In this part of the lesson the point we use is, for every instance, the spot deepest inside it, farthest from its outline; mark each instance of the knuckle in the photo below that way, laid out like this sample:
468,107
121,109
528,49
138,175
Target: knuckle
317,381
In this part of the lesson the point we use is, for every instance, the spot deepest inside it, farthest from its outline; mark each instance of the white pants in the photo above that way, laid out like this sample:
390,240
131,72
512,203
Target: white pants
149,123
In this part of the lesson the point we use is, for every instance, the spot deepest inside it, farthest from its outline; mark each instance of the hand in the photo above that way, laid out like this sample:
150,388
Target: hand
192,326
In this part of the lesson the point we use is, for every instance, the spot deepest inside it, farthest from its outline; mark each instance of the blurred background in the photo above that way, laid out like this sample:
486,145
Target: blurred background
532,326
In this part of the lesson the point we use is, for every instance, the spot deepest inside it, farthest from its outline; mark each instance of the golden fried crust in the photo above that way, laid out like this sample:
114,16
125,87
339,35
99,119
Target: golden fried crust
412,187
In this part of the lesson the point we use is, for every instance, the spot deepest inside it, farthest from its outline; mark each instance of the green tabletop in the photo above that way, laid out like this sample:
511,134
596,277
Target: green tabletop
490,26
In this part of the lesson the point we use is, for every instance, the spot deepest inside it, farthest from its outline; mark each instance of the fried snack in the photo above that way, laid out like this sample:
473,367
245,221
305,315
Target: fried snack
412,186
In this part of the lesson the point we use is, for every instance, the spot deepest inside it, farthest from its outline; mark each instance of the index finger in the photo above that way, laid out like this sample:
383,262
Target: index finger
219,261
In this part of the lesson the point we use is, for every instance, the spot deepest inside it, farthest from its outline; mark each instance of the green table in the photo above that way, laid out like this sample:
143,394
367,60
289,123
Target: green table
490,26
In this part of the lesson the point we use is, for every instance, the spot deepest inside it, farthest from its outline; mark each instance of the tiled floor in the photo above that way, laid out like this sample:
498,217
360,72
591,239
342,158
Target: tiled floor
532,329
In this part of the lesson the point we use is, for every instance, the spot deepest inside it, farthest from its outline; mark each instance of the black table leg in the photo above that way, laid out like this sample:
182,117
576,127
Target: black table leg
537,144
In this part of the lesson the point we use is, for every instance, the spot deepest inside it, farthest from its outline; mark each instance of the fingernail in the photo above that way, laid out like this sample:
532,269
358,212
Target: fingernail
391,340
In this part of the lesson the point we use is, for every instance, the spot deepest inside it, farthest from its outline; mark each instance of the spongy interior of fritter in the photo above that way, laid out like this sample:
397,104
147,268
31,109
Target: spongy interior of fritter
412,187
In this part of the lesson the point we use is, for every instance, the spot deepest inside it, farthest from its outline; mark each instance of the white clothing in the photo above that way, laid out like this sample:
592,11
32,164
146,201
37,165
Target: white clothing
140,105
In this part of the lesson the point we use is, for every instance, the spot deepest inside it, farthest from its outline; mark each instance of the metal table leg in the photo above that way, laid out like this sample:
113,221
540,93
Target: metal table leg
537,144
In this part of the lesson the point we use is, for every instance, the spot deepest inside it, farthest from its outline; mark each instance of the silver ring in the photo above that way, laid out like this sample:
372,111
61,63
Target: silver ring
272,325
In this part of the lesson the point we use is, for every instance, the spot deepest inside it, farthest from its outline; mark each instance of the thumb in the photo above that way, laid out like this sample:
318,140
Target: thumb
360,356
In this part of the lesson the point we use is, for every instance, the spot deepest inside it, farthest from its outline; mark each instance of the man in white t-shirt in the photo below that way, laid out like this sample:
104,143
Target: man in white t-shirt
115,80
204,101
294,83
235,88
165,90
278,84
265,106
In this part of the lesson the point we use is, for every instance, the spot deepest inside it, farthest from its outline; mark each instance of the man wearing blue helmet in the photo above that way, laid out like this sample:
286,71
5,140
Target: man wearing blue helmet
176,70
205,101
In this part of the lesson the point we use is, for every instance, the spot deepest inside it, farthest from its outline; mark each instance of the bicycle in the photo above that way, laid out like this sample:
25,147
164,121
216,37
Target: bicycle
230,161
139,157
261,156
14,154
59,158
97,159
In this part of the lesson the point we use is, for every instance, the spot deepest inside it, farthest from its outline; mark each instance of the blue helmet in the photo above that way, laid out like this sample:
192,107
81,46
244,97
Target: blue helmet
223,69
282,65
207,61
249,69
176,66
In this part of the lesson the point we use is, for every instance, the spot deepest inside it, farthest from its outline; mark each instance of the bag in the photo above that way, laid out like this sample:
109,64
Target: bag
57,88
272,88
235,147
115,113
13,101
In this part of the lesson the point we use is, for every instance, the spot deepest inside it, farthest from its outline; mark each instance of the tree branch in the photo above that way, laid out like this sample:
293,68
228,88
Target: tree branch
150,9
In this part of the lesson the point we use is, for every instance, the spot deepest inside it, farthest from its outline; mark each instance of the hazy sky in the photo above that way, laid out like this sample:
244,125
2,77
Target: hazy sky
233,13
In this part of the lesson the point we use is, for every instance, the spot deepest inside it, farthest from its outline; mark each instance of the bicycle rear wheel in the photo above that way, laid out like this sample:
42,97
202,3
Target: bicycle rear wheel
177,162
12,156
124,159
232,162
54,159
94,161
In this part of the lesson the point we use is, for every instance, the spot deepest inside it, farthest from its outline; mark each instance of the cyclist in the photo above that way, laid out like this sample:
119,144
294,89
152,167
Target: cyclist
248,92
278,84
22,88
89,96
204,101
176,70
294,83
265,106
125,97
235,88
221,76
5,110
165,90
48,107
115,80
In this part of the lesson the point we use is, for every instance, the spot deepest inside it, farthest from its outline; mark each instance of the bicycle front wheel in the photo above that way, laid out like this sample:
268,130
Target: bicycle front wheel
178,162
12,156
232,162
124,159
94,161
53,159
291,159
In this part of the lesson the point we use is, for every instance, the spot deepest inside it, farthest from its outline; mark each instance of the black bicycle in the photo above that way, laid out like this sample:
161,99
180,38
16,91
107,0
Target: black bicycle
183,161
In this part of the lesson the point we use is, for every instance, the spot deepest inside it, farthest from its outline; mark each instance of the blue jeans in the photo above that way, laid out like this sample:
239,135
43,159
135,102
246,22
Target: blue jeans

- _Objective_
Copy every line of the material above word for word, from beginning to end.

- _Output of the task_
In this part of the lesson the point we use is, for every instance, the spot deepest inside it, farthest from its outline; mark each instance of the knuckle in the photo below that way, laid out like this sample:
468,107
121,109
528,49
138,175
Target: knuckle
317,381
In this part of the lesson the point we use is, for every instance, the spot deepest inside it, farthest from its outline; mark each instance of the white pants in the photo above that way, laid out like this sample:
390,240
131,72
512,203
Target: white pants
149,123
In this part of the lesson the point we use is, for every instance, the spot deepest inside it, farthest from its outline; mark each instance of the hand in the photo above that way, laid out like this sample:
150,388
Target: hand
192,326
In this part of the lesson the point we use is, for every instance, the spot deepest inside it, farthest from its outline; mark each instance of the blurred background in the photo above that way, laid out like this sample:
486,145
Target: blurred background
532,326
In this part of the lesson the point we use is, for every instance, the spot deepest inside it, farthest from its outline; mark each instance of the golden fried crust in the photo above that way, laid out like this sample:
114,16
125,87
339,35
99,119
Target: golden fried crust
412,187
In this part of the lesson the point we use is, for every instance, the spot deepest inside it, farthest from its outline; mark each instance of the green tabletop in the photo above that way, laid out like this sample:
511,134
596,277
Target: green tabletop
490,26
In this part of the lesson the point we use is, for every instance, the spot deepest inside it, farthest from its outline; mark each instance of the fried snack in the photo above that way, laid out like this sample:
473,367
245,221
305,315
Target: fried snack
412,186
In this part of the lesson the point we use is, for every instance, the spot deepest inside it, farthest from its outline; mark each instance of the index finger in the photo above that way, laid out like this sample:
383,262
Target: index finger
219,261
In this part of the lesson the point we use is, for every instance, the spot deepest inside it, farthest from its outline; mark each instance of the green table in the photo above that way, laid out like this sample:
143,394
367,60
289,123
Target: green table
490,26
In this part of the lesson the point we use is, for every instance, the spot deepest inside it, farthest from its outline; mark each instance of the tiled floor in the photo above that way, laid out like this sample:
498,217
360,72
591,239
342,158
Target: tiled floor
532,329
In this part of the lesson the point we use is, for every instance, the spot deepest inside it, farthest from its outline; mark each instance of the black table leg in the photo above that way, laid out like this sample:
182,117
576,127
Target: black table leg
537,144
In this part of the lesson the point we use is, for every instance, the spot deepest inside it, farthest from its outline; mark each instance of the fingernail in the photo above that way, laid out like this sample:
532,269
358,212
Target: fingernail
391,340
In this part of the lesson the point we use is, for every instance, the spot deepest inside it, farthest from its outline; mark each instance of the spongy interior of fritter in the photo above that way, laid out like this sample:
397,104
147,268
31,109
Target: spongy interior of fritter
412,187
In this part of the lesson the point we use is, for every instance, the spot deepest inside it, farthest from its outline; mark each instance of the white clothing in the photo above that way, laid out like this sample:
592,11
32,164
146,201
37,165
Target: white clothing
140,105
In this part of the lesson the point we use is, for every instance, the spot deepest inside it, farthest from its outline; mark each instance of the metal table leg in the photo above that way, laid out like this sample:
113,221
540,93
Target: metal table leg
537,144
In this part of the lesson the point we use is, for every instance, the spot deepest inside it, farthest from its outline; mark each instance of the silver ring in the photo above that way, laid out like this sample:
372,111
61,63
Target: silver ring
272,325
In this part of the lesson the point we use is, for every instance, the spot deepest inside it, farthest from its outline; mark each instance of the thumb in the photo above that way, laid out like this sample:
318,140
Target: thumb
360,356
In this part of the lesson the point we use is, for every instance, the spot deepest inside it, farthest from its outline; mark each instance of the man in white t-shirt in the photo below that way, laid out like this sample:
104,143
Target: man in white t-shirt
115,80
204,101
294,83
235,88
165,90
278,84
265,106
In this part of the lesson the point we use is, for every instance, the spot deepest inside it, farthest from its outline; mark each instance of the man wearing blue helmet in the photo above that way, laid out like this sample:
286,71
5,140
Target: man wearing blue helmet
176,70
205,101
In this part of the lesson the point we use is, for every instance, the spot deepest inside it, farthest from its outline; mark each instance of the bicycle in the photo above that way, laid out like this sample:
25,147
164,121
216,37
Target: bicycle
230,161
139,157
261,156
14,154
59,158
97,159
In this part of the lesson the point we use is, for every instance, the spot deepest inside it, farthest from its outline; mark each instance of the blue helmet in the photo above that way, laid out like this sample:
192,107
81,46
244,97
Target: blue helmet
223,69
282,65
207,61
249,69
176,66
In this part of the lesson the point we use is, for every instance, the spot deepest inside it, farthest from its outline; mark each instance of the bag in the photo above that way, laid out like this sample:
109,64
Target: bag
57,88
272,88
235,147
115,113
13,101
In this part of the lesson the point we use is, for every instance, the spot deepest inside it, farthest from its outline; mark each instance of the tree branch in the photo above that way, laid out like this sample:
293,68
228,88
Target: tree branch
150,9
In this part of the lesson the point we use is, for every instance, the spot deepest inside it, farthest from its outline; mark each instance of the hazy sky in the photo above that way, laid out like this sample:
244,125
2,77
Target: hazy sky
233,13
In this part of the lesson the point we use is, for every instance, the spot deepest inside it, farthest from its outline; mark each instance of the bicycle rear wheel in the photo above that way, laid out like this sample:
42,97
202,3
Target: bicycle rear wheel
177,162
12,156
124,159
232,162
54,159
94,161
In this part of the lesson the point we use is, for every instance, the spot deepest inside it, farthest from its outline; mark each instance of the cyclist in the photo above that way, laid out like this sample:
119,144
294,89
152,167
Target: cyclist
248,92
278,84
22,88
89,96
204,101
176,70
294,83
265,106
125,97
235,88
221,76
5,110
165,90
48,107
115,80
In this part of the lesson the point we use is, for every instance, the spot deepest inside it, farthest from its outline; mark each instance of the bicycle front wheel in the photo above that way, laid out like this sample:
268,130
Target: bicycle front wheel
178,162
12,156
232,162
124,159
94,161
53,159
291,159
In this part of the lesson the point we use is, for every instance, the spot deepest inside it, farthest from its outline; mark each instance of the black bicycle in the photo above that way, laid out like this sample:
161,99
180,38
16,91
107,0
Target: black bicycle
183,161
In this part of the lesson the point we use is, for every instance, the spot deepest inside it, farthest from its outline; mark each instance of the blue jeans in the photo above that way, laid out like this sample:
239,135
43,159
135,102
246,22
Target: blue jeans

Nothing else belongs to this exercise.